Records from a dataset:
· · · · · · ·

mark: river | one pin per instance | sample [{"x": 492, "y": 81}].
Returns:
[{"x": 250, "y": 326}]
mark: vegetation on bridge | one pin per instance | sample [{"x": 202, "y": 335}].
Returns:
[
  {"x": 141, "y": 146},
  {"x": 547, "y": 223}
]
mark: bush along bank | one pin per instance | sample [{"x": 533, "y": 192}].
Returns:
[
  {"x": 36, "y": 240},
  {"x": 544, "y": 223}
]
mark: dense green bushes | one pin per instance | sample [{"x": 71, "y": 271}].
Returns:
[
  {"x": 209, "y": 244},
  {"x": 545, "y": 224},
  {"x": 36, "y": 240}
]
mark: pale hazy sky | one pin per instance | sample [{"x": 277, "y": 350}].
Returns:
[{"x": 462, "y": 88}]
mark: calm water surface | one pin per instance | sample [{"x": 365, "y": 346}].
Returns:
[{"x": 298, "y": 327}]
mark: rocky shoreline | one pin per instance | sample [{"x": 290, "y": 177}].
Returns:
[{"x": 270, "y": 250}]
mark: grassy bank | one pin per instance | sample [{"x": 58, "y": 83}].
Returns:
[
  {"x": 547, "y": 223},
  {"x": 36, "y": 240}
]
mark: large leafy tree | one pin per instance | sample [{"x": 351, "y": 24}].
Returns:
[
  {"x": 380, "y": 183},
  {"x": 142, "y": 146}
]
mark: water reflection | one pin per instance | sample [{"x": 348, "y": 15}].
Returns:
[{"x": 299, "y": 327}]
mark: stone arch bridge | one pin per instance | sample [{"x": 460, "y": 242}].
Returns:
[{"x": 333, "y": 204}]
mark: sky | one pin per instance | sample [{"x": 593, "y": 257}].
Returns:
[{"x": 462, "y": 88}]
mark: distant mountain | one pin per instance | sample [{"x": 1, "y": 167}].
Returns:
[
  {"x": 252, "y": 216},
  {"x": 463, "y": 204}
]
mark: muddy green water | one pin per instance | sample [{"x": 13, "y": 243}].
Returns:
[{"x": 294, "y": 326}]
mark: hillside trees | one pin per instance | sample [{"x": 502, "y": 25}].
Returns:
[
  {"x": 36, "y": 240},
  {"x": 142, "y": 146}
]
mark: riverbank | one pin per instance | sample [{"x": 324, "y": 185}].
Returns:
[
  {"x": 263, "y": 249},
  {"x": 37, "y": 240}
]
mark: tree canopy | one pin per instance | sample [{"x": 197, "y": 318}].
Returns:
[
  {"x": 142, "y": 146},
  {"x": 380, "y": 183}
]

· · · · · · ·

Search the data for the string "water" and copy out every line where it is found.

RESULT FOR THIS EXERCISE:
mark: calm water surface | one pin per instance | sample [{"x": 365, "y": 346}].
mark: water reflection | one pin per instance | sample [{"x": 348, "y": 15}].
mark: muddy green water | one pin per instance | sample [{"x": 13, "y": 243}].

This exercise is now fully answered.